Short task 1: Duplicate the part of the passage on fishing, forestry, and primary industry that starts with "Formerly the United" and goes on through "to become unprofitable.".

Passage shown:
----

Among the colonies, Novikov was annexed by the United Kingdom in mid 2005 ostensibly to secure the United Kingdom from an aggressive government seeking to starve the UK into submission by withholding food shipments. However, many analysts on both sides of the war saw the conflict for what it truly was: the United Kingdom’s desire to secure long-term access to comparatively cheap foodstuffs produced by a domestic market.

Fishing

For many years before the colonization of the Azazian Archipelago, Azazians made use of the Azazian Sea and the continental shelf of the archipelago for fishing. With the arrival of Spanish and English fleets, however, the fisheries fell into decline through overfishing resulting in the collapse of the native Azazian fishing industry, at one time a large proportion of the economy in areas near modern-day Caliz, Etar and even as far east as Queensbury and as far north as Regal, Port Hamptonshire and Westport.

Similarly, the situation in Juristan remains desperate as several sovereign governments control the small seas surrounding the island and so any attempt to work out agreements on fishing rights remain confounded. As of yet, Kingsland sports only a modest fishing industry, mainly off the northern coast with numerous fishing fleets based out of Port Marlton. The last home country, the Indian Islands, offer numerous fisheries but limited numbers of ports for fishery companies from which to operate and as such Port Blair is home to only a small, but highly competitive fishing centre.

Forestry

In the Home Islands, the characteristic hyper-urbanisation has resulted in a loss of most large forest areas although artificial greenbelts have begun to arise outside many major UK cities. Similarly, the highly developed home country of Juristan offers little to forestry companies as do the Indian Islands although there more owing to lack of size and unsuitable geography.

Only in Kingsland do some swaths of forest remain. It is here that Parliament has taken an interest in preserving the UK wilderness by passing legislation that heavily regulates the forestry industry. It thus comes as no surprise that most UK timber and lumber are imported from smaller, poorer countries with no such regulations on their forestry industry.

Primary Industry

Home Islands

Formerly the United Kingdom offered a great deal of natural resources to the outside world, however, one legacy of the archipelago’s colonial era is the drastically reduced mineral wealth of the Azazian Archipelago. Silver provided a large economic stimulus having been formerly mined in the mountains west of Imperium and east of Breningrad. Other deposits of silver and precious metals were also found in the west near the cities of Caliz.

Most important to the future development of the United Kingdom, however, were the iron and coal deposits found in the mountains to the east of Breningrad. The close proximity of these two resources sparked the industrial development of the eastern islands of the archipelago. Today, however, these mines are largely closed as new environmental regulations have caused continuing operations to become unprofitable.

Instead, the primary industry of the eastern islands has shifted to the tapping of vast oil and natural gas resources found in the Azazian Sea, stretching to the northwest from Churchill, New Britain up through the area near Port Hamptonshire and Westport.

Juristan

Although largely flat and devoid of significant mineral deposits, the home country of Juristan provides the UK with several large oil and natural gas fields in the northwest region of the country near the coast. Domestic investment is high, but owing to the recentness of the discovery of the fields they have yet to largely impact UK oil and gas production although that is expected to change by the end of the decade.

Kingsland

(under construction)

----

Short task 2: Pull out every line of the rows below that contains the string "green", copying each one in full.

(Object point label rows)

----

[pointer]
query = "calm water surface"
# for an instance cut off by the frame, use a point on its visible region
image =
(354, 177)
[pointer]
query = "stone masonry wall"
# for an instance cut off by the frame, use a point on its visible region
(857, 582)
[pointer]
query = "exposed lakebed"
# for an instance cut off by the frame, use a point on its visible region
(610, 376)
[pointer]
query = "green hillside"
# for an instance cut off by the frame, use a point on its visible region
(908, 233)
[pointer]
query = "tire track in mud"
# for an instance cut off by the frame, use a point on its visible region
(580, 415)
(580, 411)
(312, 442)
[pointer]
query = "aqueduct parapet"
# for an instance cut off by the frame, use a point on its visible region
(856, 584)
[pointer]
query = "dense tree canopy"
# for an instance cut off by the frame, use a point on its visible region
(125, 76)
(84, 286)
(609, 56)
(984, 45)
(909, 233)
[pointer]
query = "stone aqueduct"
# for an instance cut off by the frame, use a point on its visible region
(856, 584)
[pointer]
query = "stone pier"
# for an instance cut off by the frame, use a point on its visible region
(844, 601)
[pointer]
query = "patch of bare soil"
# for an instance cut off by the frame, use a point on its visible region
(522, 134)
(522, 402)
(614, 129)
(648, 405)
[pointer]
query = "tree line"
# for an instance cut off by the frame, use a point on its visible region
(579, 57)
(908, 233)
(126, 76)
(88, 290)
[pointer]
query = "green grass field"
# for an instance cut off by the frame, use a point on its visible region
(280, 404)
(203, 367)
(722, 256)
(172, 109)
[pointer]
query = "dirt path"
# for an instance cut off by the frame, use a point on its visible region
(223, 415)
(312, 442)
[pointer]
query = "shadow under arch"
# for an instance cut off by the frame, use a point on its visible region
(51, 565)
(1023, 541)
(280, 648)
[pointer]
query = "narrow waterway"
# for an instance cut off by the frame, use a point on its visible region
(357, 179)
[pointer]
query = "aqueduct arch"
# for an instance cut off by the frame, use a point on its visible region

----

Full output 1:
Formerly the United Kingdom offered a great deal of natural resources to the outside world, however, one legacy of the archipelago’s colonial era is the drastically reduced mineral wealth of the Azazian Archipelago. Silver provided a large economic stimulus having been formerly mined in the mountains west of Imperium and east of Breningrad. Other deposits of silver and precious metals were also found in the west near the cities of Caliz.

Most important to the future development of the United Kingdom, however, were the iron and coal deposits found in the mountains to the east of Breningrad. The close proximity of these two resources sparked the industrial development of the eastern islands of the archipelago. Today, however, these mines are largely closed as new environmental regulations have caused continuing operations to become unprofitable.

Full output 2:
query = "green hillside"
query = "green grass field"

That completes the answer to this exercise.